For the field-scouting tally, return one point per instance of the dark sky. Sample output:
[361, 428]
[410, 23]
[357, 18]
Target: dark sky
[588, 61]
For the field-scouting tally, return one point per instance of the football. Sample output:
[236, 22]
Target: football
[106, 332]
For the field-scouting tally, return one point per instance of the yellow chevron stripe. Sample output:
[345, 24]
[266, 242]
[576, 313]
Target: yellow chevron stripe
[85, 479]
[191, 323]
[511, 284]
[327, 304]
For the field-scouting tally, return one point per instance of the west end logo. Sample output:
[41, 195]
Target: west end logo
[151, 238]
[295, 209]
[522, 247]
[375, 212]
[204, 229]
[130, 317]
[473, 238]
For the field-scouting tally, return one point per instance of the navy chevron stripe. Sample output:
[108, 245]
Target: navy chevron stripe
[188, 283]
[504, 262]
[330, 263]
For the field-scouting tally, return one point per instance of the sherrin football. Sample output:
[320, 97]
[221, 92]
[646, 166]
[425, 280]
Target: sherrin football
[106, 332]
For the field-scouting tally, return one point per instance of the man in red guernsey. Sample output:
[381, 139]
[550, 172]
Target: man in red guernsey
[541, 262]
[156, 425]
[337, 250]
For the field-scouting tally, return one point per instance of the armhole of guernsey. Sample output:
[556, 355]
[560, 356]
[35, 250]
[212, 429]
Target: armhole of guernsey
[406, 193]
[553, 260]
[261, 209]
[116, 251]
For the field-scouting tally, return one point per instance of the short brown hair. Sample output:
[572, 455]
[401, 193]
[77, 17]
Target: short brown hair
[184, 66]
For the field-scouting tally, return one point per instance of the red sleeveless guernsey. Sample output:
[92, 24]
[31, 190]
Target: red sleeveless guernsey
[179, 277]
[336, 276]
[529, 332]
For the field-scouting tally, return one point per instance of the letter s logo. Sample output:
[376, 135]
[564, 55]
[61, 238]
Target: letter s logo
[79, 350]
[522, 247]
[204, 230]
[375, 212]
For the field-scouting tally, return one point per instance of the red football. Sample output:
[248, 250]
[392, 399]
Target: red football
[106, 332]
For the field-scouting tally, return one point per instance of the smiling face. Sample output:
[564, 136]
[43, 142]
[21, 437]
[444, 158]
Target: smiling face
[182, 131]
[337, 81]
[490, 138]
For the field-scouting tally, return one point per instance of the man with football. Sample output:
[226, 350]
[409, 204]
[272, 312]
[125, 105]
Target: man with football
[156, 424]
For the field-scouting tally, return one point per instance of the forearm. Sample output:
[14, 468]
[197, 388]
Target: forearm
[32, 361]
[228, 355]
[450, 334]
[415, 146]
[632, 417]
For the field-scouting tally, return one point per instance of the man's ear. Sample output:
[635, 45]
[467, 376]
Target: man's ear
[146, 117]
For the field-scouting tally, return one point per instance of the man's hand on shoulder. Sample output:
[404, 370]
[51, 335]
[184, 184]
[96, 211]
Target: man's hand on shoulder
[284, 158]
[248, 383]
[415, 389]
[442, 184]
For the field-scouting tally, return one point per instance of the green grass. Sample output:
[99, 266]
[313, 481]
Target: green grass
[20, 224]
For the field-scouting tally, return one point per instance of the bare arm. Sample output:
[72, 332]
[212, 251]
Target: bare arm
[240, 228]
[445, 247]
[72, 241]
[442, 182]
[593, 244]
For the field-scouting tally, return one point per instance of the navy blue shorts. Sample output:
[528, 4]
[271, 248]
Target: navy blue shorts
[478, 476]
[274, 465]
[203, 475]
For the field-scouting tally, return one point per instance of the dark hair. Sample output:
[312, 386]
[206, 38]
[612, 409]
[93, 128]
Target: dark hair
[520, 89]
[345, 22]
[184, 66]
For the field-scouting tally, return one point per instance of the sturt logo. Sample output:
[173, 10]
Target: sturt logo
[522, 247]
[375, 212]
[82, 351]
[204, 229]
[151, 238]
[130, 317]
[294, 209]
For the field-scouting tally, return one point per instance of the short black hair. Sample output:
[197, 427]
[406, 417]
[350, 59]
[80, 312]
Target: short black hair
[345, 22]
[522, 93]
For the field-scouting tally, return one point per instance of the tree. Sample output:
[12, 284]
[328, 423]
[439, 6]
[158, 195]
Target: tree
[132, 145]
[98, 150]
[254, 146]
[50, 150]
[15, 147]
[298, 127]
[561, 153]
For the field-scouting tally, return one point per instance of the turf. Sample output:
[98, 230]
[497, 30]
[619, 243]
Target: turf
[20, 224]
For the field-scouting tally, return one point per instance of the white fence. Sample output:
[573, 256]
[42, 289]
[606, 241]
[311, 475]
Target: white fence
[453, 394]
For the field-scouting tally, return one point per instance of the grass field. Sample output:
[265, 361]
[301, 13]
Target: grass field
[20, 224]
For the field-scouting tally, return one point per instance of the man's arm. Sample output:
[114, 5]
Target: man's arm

YOUR GOAL =
Each line of the listing has to be reproduced exactly.

RESPONSE TO THIS EXERCISE =
For the field-scouting tally, return one point per instance of the dark sky. Sample output:
[361, 428]
[410, 23]
[357, 18]
Target: dark sky
[588, 61]
For the field-scouting tally, return one point per instance of the football. Sample output:
[236, 22]
Target: football
[106, 332]
For the field-scouting tally, return one point per instance of the yellow chevron stripe. Sample output:
[345, 24]
[266, 242]
[576, 313]
Target: yellow chevron stripe
[85, 479]
[191, 323]
[511, 284]
[327, 304]
For the field-scouting tally, return one point per instance of the west end logo. Sample output:
[41, 195]
Target: west end logo
[151, 238]
[295, 209]
[522, 247]
[375, 212]
[204, 229]
[130, 317]
[473, 238]
For the field-scouting tally, return one point per instance of the navy chevron stripe. Sample output:
[108, 245]
Target: navy chevron stripe
[188, 283]
[504, 262]
[330, 263]
For the field-scouting tally, return one point per instance of the sherrin football. Sample output:
[320, 97]
[221, 92]
[646, 166]
[425, 280]
Target: sherrin football
[106, 332]
For the field-scouting tally, return one point per instance of the man in red guernsey. Sample output:
[381, 139]
[550, 172]
Target: man in red guernsey
[541, 262]
[156, 425]
[337, 250]
For the field-scouting tally, return one point per instance of the armhole of guernsey. Sample output:
[556, 355]
[560, 356]
[35, 250]
[212, 429]
Target: armhole of guernsey
[406, 193]
[553, 260]
[261, 209]
[116, 251]
For the field-scouting tally, return one point per instance of the short brown hair. Sample output:
[572, 455]
[401, 193]
[77, 17]
Target: short brown hair
[184, 66]
For the field-scouting tally, return one point per instance of the red sleeveless guernsey. Sample output:
[92, 24]
[31, 190]
Target: red sleeveless guernsey
[179, 277]
[336, 276]
[529, 332]
For the field-scouting tally, return one point per instance of the letter s logo. Sample output:
[376, 135]
[564, 55]
[61, 238]
Target: letter s logo
[79, 350]
[522, 247]
[204, 230]
[375, 212]
For the field-scouting tally, return one point per instance of the red football. Sample output:
[248, 250]
[392, 399]
Target: red football
[106, 332]
For the field-scouting tally, return one point per instance of the smiling face. Sample output:
[564, 136]
[43, 142]
[21, 437]
[444, 158]
Target: smiling face
[182, 131]
[337, 81]
[490, 138]
For the field-scouting tally, return one point per instance of the man with football. Sample output:
[226, 350]
[409, 204]
[272, 312]
[125, 105]
Target: man with football
[156, 424]
For the field-scouting tally, return one point per instance of the forearm. Sample output:
[14, 468]
[197, 388]
Target: forearm
[32, 361]
[228, 355]
[450, 334]
[415, 146]
[632, 417]
For the field-scouting tally, return one point per instance of the man's ear. Sample output:
[635, 45]
[467, 376]
Target: man's ear
[146, 117]
For the field-scouting tally, return one point per instance of the man's hand on shoulder. Sample output:
[404, 370]
[51, 335]
[184, 184]
[96, 211]
Target: man's hand on shoulder
[284, 158]
[248, 383]
[415, 389]
[442, 184]
For the field-scouting tally, return one point per instance of the green grass. Sample output:
[99, 266]
[313, 481]
Target: green grass
[20, 224]
For the field-scouting tally, return one point per instance of the bare arm. Sample output:
[72, 332]
[212, 251]
Target: bare arm
[240, 228]
[445, 247]
[72, 241]
[442, 182]
[593, 244]
For the field-scouting tally, return one point per instance of the navy blue shorts. Sample output:
[528, 4]
[271, 248]
Target: navy blue shorts
[478, 476]
[274, 465]
[203, 475]
For the field-scouting tally, return one point per instance of the dark hair. Sample output:
[312, 386]
[206, 38]
[612, 409]
[93, 128]
Target: dark hair
[520, 89]
[345, 22]
[184, 66]
For the field-scouting tally, return one point per instance of the sturt logo. Sample output:
[173, 10]
Target: sturt logo
[522, 247]
[375, 212]
[82, 351]
[204, 229]
[151, 238]
[130, 317]
[294, 209]
For the field-scouting tally, return one point per instance of the short black hair. Sample output:
[197, 427]
[406, 417]
[350, 59]
[80, 312]
Target: short black hair
[345, 22]
[522, 93]
For the field-scouting tally, return one point per instance of the tree. Sample output:
[12, 284]
[328, 423]
[439, 6]
[158, 195]
Target: tree
[132, 145]
[98, 150]
[254, 146]
[50, 150]
[15, 147]
[298, 127]
[561, 153]
For the field-scouting tally, return one point per instance of the turf. Sample output:
[98, 230]
[497, 30]
[619, 243]
Target: turf
[20, 224]
For the field-scouting tally, return one point per instance of the white fence. Sample output:
[573, 256]
[42, 289]
[606, 241]
[311, 475]
Target: white fence
[453, 394]
For the field-scouting tally, return one point per instance of the grass field. Sample output:
[265, 361]
[301, 13]
Target: grass field
[20, 224]
For the field-scouting tally, return one point per instance of the man's arm. Sample output:
[114, 5]
Target: man's arm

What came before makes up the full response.